**Tasks to carry out**
1 – Quote the story about Margaret Donaldson word for word, everything from "It seemed like" down to "in Margaret’s life.".
2 – Decide whether each statement agrees with the story about Margaret Donaldson. Answer yes or no, and quote the deciding words of the story exactly.
(a) Margaret signed the sale papers of her house.
(b) Michael worked as a receptionist in the company.
(c) Margaret had three sons.
3 – Write the next part of the story about Margaret Donaldson, starting after its final sentence.

**Text shown**
──────

Margaret Donaldson sat in the living room of her smart 3 bedroom home near Fulham Road in London. Her eyes were watery and her hands shook as she finally signed the sale papers of her house; the very house where her life, her dreams and her hopes had taken root.
She remembered when, almost ten years to the day, when she, a receptionist in a small company married Michael, who was the Sales Manager in her company. She remembered their wedding day, the vows, her friends, her relations, everyone. Her honeymoon with life had just begun.
It seemed like only yesterday when Michael had grabbed her in his arms and carried her into this very house. Michael was so charming, so full of fun and energy and there was never a dull moment in Margaret’s life.
Margaret remembered the days when she had brought her two sons, David and Jonathan, into their lives. She remembered the joys of raising her two boys and how Michael helped her in their parental duties every step of the way.

──────

**Available data**
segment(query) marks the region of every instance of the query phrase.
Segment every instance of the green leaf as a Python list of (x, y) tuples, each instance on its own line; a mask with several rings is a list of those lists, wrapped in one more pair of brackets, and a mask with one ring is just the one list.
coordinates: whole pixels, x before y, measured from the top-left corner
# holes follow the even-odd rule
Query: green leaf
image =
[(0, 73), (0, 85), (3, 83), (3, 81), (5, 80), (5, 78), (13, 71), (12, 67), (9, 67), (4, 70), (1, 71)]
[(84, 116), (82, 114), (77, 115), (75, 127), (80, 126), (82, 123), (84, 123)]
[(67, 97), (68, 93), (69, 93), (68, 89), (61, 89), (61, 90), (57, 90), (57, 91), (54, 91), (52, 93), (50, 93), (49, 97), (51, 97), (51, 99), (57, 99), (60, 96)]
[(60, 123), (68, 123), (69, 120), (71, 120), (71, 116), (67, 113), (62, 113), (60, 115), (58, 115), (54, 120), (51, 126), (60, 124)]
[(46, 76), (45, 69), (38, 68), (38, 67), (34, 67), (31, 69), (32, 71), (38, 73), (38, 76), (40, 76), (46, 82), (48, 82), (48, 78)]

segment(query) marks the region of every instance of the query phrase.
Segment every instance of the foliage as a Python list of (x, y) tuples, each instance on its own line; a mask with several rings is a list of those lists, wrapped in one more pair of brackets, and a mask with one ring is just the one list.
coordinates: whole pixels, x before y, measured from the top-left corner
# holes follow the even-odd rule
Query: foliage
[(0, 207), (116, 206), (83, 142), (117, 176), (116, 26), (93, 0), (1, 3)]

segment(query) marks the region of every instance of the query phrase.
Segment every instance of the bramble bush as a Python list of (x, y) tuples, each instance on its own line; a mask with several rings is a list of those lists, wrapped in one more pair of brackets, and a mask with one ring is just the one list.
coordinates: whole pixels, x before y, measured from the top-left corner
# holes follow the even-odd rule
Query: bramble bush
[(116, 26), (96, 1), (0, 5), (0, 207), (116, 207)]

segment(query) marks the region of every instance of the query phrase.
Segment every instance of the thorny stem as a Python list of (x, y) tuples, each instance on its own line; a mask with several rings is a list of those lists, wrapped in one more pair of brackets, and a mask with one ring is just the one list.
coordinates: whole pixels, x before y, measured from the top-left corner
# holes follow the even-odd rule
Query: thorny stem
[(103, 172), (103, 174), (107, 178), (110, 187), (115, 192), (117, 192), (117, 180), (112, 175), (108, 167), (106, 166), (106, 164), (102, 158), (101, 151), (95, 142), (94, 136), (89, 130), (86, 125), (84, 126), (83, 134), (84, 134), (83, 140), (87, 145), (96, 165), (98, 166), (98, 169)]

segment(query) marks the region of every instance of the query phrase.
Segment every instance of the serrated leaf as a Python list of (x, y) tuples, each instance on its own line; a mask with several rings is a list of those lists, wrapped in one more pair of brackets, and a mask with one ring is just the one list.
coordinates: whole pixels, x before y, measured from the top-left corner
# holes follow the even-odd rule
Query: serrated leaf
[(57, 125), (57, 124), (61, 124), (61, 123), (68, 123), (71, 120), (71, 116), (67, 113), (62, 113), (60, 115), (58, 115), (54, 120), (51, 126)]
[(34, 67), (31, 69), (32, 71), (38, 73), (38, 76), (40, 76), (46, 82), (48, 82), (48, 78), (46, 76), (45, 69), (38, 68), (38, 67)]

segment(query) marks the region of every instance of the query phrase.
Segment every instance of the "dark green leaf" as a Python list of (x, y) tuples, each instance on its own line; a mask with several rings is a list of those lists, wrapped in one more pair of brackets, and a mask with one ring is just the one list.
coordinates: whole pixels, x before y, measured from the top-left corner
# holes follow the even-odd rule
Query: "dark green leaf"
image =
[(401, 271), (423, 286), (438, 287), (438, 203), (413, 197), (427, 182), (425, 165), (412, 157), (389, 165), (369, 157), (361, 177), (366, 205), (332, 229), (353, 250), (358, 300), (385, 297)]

──────

**Responses by item number**
1 –
It seemed like only yesterday when Michael had grabbed her in his arms and carried her into this very house. Michael was so charming, so full of fun and energy and there was never a dull moment in Margaret’s life.

2 –
(a) Yes: "as she finally signed the sale papers of her house"
(b) No: "Michael, who was the Sales Manager in her company"
(c) No: "her two sons, David and Jonathan"

3 –
Michael was a good husband and a great father. He spared no expense to ensure that his sons went to the best schools, he worked overtime to repay the mortgage on their modest property. He had done everything in his power and ability to keep his family happy. Margaret had never felt the need to work nor did she develop any new life skills.
And then, out of the blue, Margaret’s life changed forever. Michael was diagnosed with an aggressive type of cancer. The hospital did its best to cure him; they tried chemotherapy, radiation, etc. Nothing helped and within a month, Michael had passed away, leaving his loved ones behind.
And that is when Margaret’s honeymoon with life really ended.
Whenever the bread winner in any family passes away, everything boils down to money. Michael had not protected himself financially and had neither health insurance nor life cover. He’d always believed that he was too young and it would be something he’d get around to. He didn’t leave much behind. The schooling and the living costs ate up his salary and all that was left was the house. The very place where Margaret had lived her life and now she was being forced to sell.
Margaret had to sell the house to pay debts. There were school fees due. Then there was that loan Margaret had taken from a friend to pay the funeral expenses. After that, there were the daily living expenses. And there was no one to provide for the house.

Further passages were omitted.